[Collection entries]
<<<<
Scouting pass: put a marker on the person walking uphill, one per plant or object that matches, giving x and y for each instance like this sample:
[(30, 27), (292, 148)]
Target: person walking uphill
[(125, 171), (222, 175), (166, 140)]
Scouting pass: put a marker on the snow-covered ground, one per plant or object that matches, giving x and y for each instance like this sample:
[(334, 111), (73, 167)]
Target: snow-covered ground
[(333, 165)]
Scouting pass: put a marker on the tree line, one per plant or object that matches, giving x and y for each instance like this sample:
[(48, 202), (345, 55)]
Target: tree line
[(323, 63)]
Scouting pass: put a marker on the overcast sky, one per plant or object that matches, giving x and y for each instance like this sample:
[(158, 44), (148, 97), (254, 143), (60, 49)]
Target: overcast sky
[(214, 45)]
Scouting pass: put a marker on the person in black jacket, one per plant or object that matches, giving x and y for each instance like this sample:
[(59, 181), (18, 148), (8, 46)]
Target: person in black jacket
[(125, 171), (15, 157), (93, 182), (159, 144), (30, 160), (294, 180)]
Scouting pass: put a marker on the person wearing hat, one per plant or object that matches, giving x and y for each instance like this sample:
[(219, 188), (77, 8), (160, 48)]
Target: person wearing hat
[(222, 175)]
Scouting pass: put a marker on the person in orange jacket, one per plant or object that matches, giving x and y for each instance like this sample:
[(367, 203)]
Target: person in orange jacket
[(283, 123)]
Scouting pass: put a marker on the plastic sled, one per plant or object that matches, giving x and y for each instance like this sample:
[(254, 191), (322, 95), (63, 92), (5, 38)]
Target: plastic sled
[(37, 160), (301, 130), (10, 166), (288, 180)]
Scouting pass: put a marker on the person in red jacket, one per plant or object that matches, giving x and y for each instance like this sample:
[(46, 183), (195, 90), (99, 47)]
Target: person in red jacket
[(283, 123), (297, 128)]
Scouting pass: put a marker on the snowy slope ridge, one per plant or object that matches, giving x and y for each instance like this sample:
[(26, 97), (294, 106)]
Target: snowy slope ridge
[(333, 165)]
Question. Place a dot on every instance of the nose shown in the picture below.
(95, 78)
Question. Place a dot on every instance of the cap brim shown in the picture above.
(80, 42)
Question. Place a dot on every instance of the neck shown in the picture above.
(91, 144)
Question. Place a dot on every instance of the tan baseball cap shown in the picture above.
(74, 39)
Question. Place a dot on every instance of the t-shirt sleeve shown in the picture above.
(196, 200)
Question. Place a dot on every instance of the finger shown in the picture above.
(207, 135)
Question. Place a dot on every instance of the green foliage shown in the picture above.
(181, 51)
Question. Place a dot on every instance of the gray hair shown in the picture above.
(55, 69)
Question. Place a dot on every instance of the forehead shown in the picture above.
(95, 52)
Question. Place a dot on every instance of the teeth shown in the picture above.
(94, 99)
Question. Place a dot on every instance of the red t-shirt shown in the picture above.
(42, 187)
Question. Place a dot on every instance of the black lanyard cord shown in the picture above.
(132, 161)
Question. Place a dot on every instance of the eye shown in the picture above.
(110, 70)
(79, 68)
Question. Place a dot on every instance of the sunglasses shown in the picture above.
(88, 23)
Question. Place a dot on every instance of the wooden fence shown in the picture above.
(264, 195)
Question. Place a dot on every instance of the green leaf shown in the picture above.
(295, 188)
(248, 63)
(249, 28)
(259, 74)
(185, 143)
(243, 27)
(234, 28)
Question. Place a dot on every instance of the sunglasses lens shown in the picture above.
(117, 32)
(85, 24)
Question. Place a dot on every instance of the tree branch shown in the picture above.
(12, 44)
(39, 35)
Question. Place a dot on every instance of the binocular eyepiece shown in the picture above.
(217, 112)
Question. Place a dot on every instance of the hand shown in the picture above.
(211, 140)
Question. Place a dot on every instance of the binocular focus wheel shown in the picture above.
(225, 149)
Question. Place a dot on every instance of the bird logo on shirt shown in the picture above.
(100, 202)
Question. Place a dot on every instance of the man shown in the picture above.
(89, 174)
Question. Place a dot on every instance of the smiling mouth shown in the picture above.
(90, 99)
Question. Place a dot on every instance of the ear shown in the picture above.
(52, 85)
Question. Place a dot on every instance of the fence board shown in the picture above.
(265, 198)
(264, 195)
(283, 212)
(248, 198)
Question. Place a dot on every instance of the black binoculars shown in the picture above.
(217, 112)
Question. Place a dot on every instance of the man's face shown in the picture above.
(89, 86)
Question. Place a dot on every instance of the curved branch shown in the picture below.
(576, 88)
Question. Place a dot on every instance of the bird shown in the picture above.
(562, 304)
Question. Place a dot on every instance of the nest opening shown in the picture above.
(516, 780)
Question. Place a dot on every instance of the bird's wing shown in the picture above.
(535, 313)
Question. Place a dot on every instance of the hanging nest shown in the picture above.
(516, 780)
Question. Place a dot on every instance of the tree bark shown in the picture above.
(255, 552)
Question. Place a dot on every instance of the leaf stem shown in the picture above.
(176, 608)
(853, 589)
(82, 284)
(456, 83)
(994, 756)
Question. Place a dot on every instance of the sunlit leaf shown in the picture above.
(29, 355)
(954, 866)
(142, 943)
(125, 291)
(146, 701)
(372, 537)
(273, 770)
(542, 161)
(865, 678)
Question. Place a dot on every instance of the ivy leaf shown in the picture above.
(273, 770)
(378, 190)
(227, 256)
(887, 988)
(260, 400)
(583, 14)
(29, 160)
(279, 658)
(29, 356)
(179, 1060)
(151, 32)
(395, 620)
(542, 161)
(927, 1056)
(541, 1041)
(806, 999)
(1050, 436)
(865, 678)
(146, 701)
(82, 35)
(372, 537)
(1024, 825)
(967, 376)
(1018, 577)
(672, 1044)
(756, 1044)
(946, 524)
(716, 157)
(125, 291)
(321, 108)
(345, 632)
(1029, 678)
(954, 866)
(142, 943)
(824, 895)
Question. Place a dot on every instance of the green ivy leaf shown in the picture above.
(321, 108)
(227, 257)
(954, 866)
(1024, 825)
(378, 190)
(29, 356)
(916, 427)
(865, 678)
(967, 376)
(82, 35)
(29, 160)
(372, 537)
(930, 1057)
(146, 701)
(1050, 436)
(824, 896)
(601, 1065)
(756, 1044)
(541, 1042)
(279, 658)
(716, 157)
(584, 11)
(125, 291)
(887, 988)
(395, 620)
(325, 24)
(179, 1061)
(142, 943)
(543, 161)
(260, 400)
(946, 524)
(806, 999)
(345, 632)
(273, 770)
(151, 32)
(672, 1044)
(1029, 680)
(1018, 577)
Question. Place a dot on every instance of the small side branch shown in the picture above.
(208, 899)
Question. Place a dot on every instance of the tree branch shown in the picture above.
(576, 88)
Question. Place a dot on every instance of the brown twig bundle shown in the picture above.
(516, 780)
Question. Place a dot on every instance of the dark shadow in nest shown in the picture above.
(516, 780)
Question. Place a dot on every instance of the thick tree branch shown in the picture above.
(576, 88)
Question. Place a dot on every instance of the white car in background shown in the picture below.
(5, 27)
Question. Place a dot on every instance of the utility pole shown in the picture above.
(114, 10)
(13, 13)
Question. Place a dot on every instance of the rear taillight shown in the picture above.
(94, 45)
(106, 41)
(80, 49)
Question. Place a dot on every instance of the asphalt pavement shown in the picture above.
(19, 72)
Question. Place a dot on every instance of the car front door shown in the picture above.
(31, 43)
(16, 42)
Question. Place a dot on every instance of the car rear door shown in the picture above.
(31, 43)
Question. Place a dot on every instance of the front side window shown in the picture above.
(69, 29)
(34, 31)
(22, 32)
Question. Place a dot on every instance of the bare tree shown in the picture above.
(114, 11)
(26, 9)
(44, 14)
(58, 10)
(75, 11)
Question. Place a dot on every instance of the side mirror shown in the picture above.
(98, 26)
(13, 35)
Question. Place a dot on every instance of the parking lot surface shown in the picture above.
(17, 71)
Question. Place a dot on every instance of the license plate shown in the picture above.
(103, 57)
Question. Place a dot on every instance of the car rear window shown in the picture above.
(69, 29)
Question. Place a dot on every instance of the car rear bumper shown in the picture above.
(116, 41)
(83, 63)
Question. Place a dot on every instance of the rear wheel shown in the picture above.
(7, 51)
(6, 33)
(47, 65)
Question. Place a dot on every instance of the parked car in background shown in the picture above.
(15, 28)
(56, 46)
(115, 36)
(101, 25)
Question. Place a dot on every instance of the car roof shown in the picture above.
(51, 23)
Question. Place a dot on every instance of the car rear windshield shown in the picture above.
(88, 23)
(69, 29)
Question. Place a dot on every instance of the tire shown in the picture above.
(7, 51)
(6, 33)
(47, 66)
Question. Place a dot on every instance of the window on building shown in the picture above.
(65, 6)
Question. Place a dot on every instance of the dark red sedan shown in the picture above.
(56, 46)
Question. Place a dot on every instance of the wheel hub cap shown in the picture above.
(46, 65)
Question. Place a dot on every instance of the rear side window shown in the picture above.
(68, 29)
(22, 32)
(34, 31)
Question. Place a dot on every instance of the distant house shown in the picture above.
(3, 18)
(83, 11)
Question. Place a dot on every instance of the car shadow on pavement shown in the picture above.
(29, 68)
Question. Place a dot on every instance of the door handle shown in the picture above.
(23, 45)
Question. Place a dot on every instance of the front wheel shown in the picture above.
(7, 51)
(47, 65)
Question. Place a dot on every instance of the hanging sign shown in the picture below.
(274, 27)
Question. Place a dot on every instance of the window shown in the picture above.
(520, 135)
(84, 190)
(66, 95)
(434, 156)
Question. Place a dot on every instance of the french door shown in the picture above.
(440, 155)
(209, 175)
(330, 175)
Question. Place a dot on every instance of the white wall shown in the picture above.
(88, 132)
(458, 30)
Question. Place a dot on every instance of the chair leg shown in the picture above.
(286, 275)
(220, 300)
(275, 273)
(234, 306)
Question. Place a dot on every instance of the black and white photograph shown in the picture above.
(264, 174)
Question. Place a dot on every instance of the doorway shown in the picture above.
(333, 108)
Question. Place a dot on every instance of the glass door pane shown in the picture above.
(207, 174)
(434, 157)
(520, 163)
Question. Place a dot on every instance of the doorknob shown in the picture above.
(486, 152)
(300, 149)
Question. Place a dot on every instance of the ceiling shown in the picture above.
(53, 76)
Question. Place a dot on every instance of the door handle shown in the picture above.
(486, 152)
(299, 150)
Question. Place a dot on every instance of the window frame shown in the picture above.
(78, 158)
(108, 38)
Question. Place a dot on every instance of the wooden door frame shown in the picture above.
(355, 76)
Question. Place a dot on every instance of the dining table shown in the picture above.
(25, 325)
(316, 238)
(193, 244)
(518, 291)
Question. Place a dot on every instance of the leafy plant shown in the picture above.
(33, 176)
>>>>
▶ _GIVEN PROBLEM_
Recast the records from their first line through the line containing "[(37, 160), (301, 130), (10, 166), (288, 180)]" as a JSON list of strings, one string per line, with blank lines left out.

▶ _SOLUTION TO THIS EXERCISE_
[
  "Scouting pass: put a marker on the person walking uphill, one per plant or object that matches, giving x and y for each instance like this sample:",
  "[(30, 27), (292, 148)]",
  "Target: person walking uphill",
  "[(125, 171), (222, 175), (166, 140)]",
  "Scouting pass: put a marker on the snow-covered ground, one per plant or object that matches, giving x and y for each instance like this sample:",
  "[(334, 111), (73, 167)]",
  "Target: snow-covered ground",
  "[(333, 165)]",
  "Scouting pass: put a marker on the tree line, one per plant or object that matches, giving x and y for each instance like this sample:",
  "[(48, 202), (345, 55)]",
  "Target: tree line",
  "[(323, 63)]",
  "Scouting pass: put a marker on the overcast sky, one per plant or object that matches, giving x and y for each instance like this sample:",
  "[(158, 44), (148, 97), (254, 143), (60, 49)]",
  "Target: overcast sky",
  "[(214, 45)]",
  "Scouting pass: put a marker on the person in black jacket, one per plant or object that matches, giving x and y for each instance like this sample:",
  "[(59, 181), (18, 148), (8, 46)]",
  "Target: person in black jacket",
  "[(125, 171), (15, 157), (93, 182), (159, 144), (30, 160), (294, 180)]",
  "Scouting pass: put a marker on the person wearing hat, one per plant or object that matches, giving x and y for each instance like this sample:",
  "[(219, 188), (77, 8), (160, 48)]",
  "Target: person wearing hat",
  "[(222, 175)]",
  "Scouting pass: put a marker on the person in orange jacket, one per plant or object that matches, giving x and y for each instance like this sample:",
  "[(367, 203)]",
  "Target: person in orange jacket",
  "[(283, 123)]",
  "Scouting pass: put a marker on the plastic sled, one per plant or object that matches, giving x and y for each instance like this sample:",
  "[(254, 191), (322, 95), (63, 92), (5, 38)]",
  "Target: plastic sled",
  "[(37, 160), (301, 130), (10, 166), (288, 180)]"
]